* Document text:
□ □ □ □ □
With support from the Chemical Measurement and Imaging Program in the Division of Chemistry, Professor Kristina Hakansson and her group at the University of Michigan are working to improve our ability to characterize the chemical structure of molecules, including especially biomolecules such as proteins. Such structural analysis is essential to help us understand the function (and dysfunction) of molecules in complex samples, e.g., biofluids, cells, and tissues. The Hakansson approach employs the attachment of electrons to gaseous anions (negatively charged molecules), inducing diagnostic fragmentation of the target molecule in a process termed negative ion electron capture dissociation (niECD). Adding electrons (which bear a negative charge) to anions (which also are negatively charged) is challenging, due to charge repulsion. Having developed this method, Dr. Hakansson is now working to improve our understanding and broaden the applicability and availability of niECD. The research is providing new approaches to biomolecular structural characterization with important implications for drug discovery and enhanced understanding of the molecular basis of living organisms. Students involved gain exposure to highly interdisciplinary research. Dr. Hakansson also works to bring appreciation for these concepts and for broader STEM opportunities to middle school students in an effort to boost interest in the scientific method at a young age.
The Hakansson group is exploring novel niECD instrument configurations, including extension to matrix-assisted laser desorption/ionization and nano-electrospray ionization. They are working to implement niECD in a high pressure cell, enabling use with mass analyzers other than Fourier transform ion cyclotron resonance (FT-ICR). In pursuit of improved insight into the fundamental chemistry underlying niECD, they are pursuing two approaches (drift tube ion mobility and cross-sectional areas by FT-ICR, or CRAFTI (cross-sectional areas by FT-ICR) to testing Dr. Hakansson?s recent findings that compact, presumably salt-bridged structures are required for effective niECD of peptides. These efforts are supported by molecular modeling and density functional theory calculations, with a special focus on novel analyte classes such as carbohydrates and lipids, which were recently discovered by the Hakansson group to undergo niECD despite not fitting the previously proposed zwitterion mechanism.
This award reflects NSF's statutory mission and has been deemed worthy of support through evaluation using the Foundation's intellectual merit and broader impacts review criteria.
□ □ □ □ □
* Records provided:
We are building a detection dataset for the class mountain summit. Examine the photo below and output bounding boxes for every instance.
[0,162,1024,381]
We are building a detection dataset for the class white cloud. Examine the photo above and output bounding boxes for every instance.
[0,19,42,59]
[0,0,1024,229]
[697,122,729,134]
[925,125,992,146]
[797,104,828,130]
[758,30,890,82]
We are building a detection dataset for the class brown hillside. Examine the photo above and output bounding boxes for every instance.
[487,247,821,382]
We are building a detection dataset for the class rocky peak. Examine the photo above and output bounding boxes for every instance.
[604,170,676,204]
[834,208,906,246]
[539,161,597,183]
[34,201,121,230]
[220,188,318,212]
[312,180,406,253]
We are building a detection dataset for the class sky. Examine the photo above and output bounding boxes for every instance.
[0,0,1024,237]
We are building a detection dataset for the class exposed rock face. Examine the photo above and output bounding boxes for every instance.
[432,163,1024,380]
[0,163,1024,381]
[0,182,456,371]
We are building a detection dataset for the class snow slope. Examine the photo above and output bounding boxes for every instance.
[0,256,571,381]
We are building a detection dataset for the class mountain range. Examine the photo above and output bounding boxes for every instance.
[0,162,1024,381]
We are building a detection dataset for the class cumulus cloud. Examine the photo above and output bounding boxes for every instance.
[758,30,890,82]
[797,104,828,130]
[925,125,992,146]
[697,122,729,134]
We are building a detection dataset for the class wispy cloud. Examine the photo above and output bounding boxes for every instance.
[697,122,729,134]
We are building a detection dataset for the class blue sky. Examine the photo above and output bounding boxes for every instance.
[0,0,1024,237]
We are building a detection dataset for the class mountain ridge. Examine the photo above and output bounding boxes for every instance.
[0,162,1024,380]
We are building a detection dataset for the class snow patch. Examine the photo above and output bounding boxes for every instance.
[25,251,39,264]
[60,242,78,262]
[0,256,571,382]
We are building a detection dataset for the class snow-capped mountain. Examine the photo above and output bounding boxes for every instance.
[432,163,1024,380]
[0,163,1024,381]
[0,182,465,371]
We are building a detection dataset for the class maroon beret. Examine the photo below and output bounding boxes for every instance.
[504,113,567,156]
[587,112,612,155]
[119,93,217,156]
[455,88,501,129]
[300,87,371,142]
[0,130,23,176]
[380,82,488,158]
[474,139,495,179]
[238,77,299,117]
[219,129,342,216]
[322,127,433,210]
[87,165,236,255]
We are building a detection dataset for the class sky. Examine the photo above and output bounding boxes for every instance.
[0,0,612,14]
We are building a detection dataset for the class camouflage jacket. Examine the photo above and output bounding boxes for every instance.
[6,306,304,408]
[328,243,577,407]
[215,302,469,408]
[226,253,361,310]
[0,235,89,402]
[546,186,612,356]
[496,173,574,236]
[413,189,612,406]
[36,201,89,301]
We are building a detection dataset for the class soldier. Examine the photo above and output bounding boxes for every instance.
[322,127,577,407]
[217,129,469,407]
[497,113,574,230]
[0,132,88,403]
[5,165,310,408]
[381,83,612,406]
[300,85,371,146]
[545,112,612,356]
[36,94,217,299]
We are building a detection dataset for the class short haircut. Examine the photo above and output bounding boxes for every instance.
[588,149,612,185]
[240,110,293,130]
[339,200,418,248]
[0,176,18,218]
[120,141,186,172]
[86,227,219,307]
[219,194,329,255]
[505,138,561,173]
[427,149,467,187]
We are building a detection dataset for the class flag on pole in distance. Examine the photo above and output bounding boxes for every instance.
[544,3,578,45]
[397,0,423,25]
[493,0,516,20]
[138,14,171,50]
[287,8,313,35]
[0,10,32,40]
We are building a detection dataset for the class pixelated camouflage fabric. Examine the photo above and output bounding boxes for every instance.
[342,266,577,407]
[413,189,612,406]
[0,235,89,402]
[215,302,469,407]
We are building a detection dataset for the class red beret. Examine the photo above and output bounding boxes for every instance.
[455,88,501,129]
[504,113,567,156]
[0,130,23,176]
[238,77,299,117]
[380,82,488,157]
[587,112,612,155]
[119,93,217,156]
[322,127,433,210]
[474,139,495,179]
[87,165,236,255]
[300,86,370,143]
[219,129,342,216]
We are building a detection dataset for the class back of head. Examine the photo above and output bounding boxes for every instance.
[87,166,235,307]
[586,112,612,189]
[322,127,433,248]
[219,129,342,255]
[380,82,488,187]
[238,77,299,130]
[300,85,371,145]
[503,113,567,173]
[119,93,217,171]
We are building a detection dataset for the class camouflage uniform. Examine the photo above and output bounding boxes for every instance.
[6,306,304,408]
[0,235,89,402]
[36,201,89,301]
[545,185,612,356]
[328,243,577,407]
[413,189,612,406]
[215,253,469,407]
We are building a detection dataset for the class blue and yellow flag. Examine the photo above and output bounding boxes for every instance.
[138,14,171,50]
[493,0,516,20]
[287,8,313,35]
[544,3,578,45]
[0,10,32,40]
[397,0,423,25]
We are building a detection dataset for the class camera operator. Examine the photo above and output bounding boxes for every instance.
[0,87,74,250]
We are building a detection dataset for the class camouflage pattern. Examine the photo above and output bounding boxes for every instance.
□ □ □ □ □
* Task requirements:
a. Based on the niECD research summary, say whether each statement agrees with it. Answer yes or no for each and quote the deciding words.
(i) Adding electrons to anions is straightforward.
(ii) The group is working to run niECD in a high pressure cell.
(iii) Carbohydrates and lipids fit the previously proposed zwitterion mechanism.
b. Update the niECD research summary from "This award reflects" up to and including "impacts review criteria.", replacing "award" with "grant".
c. Answer these questions from the niECD research summary.
(i) At which university is the Hakansson group working?
(ii) To which two ionization methods is the group extending niECD?
(iii) What supports the group's efforts on the fundamental chemistry of niECD?

* Answer set:
a.
(i) No: "Adding electrons (which bear a negative charge) to anions (which also are negatively charged) is challenging, due to charge repulsion."
(ii) Yes: "They are working to implement niECD in a high pressure cell, enabling use with mass analyzers other than Fourier transform ion cyclotron resonance (FT-ICR)."
(iii) No: "which were recently discovered by the Hakansson group to undergo niECD despite not fitting the previously proposed zwitterion mechanism."

b.
This grant reflects NSF's statutory mission and has been deemed worthy of support through evaluation using the Foundation's intellectual merit and broader impacts review criteria.

c.
(i) The University of Michigan.
(ii) Matrix-assisted laser desorption/ionization and nano-electrospray ionization.
(iii) Molecular modeling and density functional theory calculations.